Exercise description:
Where the listing below has a line with "point(39, 227)", write out exactly that line and every line after it, stopping after the line with "Would you kindly put a point on the boy's arm".

*** Dataset records

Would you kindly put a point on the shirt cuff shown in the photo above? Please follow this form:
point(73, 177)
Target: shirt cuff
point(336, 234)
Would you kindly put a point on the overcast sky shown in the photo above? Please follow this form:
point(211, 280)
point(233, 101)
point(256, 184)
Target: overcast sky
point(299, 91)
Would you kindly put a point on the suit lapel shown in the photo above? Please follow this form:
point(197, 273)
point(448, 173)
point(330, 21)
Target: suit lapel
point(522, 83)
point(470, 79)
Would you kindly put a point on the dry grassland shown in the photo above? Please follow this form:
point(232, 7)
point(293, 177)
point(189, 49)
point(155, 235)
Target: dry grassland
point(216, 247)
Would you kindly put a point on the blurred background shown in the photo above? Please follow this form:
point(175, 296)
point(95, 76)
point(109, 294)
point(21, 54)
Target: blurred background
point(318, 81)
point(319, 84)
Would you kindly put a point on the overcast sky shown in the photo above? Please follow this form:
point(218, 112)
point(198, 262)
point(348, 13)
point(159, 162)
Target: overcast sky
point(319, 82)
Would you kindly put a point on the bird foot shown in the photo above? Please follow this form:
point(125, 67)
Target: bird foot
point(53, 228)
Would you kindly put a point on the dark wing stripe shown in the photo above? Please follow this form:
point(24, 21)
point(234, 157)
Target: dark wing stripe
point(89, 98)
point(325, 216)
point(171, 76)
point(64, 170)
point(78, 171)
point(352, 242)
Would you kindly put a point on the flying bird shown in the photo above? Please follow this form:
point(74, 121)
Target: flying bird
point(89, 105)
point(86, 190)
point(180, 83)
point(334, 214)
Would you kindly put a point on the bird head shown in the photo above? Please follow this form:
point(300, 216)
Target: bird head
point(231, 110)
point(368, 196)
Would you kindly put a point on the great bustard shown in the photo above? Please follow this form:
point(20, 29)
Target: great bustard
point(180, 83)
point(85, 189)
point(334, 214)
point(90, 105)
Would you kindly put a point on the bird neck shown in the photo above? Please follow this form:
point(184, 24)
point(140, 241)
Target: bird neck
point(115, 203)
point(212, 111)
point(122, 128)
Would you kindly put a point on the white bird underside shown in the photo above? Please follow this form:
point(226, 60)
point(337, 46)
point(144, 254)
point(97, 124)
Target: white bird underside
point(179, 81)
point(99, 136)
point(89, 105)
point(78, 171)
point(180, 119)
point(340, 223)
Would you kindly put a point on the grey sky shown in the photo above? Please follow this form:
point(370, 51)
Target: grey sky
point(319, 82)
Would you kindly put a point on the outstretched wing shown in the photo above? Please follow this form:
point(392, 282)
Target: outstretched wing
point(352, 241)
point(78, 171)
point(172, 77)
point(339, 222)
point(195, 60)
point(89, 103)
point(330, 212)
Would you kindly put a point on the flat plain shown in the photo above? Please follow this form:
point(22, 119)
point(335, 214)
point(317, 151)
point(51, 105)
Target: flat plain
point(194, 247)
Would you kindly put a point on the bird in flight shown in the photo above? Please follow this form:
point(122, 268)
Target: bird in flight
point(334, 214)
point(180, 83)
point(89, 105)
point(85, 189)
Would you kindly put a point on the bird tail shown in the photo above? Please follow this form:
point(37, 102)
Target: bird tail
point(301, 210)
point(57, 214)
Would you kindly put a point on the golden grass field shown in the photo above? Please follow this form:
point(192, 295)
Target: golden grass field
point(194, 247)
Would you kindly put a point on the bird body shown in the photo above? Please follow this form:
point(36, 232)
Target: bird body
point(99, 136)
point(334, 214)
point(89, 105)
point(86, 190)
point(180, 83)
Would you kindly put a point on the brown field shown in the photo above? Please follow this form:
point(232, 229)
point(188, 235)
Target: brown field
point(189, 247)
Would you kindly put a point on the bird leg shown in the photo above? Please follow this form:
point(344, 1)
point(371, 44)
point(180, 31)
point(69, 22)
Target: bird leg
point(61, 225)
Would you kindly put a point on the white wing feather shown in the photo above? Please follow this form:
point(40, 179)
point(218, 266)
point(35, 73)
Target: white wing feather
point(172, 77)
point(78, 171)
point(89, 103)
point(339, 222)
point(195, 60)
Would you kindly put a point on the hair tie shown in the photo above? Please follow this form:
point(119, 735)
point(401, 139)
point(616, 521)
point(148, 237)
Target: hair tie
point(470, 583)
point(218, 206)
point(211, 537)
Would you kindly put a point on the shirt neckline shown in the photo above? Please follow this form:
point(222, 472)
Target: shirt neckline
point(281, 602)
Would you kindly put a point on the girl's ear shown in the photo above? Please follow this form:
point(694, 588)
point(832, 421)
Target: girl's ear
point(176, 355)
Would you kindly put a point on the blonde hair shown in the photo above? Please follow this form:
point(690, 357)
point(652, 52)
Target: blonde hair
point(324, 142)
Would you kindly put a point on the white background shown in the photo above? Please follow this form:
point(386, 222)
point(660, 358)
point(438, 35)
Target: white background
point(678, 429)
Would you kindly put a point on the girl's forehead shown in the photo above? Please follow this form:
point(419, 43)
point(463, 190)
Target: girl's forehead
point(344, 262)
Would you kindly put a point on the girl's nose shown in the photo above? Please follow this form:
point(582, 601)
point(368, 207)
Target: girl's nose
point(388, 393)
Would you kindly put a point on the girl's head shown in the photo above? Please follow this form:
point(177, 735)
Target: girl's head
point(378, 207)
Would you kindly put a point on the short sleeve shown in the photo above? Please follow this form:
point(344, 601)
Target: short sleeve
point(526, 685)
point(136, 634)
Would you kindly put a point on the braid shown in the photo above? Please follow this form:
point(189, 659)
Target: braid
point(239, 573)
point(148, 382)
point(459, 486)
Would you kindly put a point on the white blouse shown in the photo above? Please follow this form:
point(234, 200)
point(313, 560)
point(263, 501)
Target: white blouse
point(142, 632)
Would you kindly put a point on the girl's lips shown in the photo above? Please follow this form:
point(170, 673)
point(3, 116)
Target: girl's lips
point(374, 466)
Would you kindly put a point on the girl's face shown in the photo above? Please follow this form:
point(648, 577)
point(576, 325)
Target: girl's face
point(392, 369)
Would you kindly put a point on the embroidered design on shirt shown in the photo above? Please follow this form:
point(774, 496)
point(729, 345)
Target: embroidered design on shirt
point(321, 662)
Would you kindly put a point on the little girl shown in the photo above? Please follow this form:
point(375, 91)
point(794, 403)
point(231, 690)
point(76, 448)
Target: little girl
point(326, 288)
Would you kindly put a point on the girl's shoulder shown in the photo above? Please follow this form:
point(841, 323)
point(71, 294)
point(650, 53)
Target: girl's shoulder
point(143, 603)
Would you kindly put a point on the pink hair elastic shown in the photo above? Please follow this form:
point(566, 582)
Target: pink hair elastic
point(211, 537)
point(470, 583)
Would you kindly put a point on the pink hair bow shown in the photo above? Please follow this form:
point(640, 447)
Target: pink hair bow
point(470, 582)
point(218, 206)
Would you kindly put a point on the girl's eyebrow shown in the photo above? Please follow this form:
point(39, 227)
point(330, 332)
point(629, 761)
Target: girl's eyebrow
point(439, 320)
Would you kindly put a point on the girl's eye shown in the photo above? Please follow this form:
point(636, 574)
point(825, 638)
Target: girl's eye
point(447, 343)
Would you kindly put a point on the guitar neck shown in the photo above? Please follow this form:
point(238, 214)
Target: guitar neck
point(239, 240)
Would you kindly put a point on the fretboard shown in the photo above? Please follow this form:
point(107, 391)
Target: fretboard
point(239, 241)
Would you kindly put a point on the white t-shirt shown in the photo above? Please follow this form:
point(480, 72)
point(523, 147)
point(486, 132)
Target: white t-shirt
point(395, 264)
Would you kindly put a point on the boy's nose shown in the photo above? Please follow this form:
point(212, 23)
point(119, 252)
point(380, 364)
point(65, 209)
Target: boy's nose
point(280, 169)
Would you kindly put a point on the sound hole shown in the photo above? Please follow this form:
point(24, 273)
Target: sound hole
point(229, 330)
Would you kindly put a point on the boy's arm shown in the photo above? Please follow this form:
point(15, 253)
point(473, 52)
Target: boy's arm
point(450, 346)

******

Worked solution:
point(39, 227)
point(330, 332)
point(629, 761)
Target: girl's eyebrow
point(439, 320)
Would you kindly put a point on the girl's eye shown in the photo above? Please follow this form:
point(636, 574)
point(825, 638)
Target: girl's eye
point(447, 343)
Would you kindly put a point on the guitar neck shown in the photo above? Please follow this form:
point(238, 214)
Target: guitar neck
point(239, 240)
Would you kindly put a point on the fretboard shown in the photo above? Please follow this form:
point(107, 391)
Target: fretboard
point(239, 241)
Would you kindly put a point on the white t-shirt shown in the photo above? Please follow this form:
point(480, 72)
point(523, 147)
point(486, 132)
Target: white t-shirt
point(395, 264)
Would you kindly put a point on the boy's nose shown in the photo above? Please follow this form:
point(212, 23)
point(119, 252)
point(380, 364)
point(65, 209)
Target: boy's nose
point(280, 169)
Would you kindly put a point on the sound hole shown in the photo above? Please follow this form:
point(24, 273)
Target: sound hole
point(229, 330)
Would you kindly put a point on the boy's arm shown in the photo above? Please follow this form:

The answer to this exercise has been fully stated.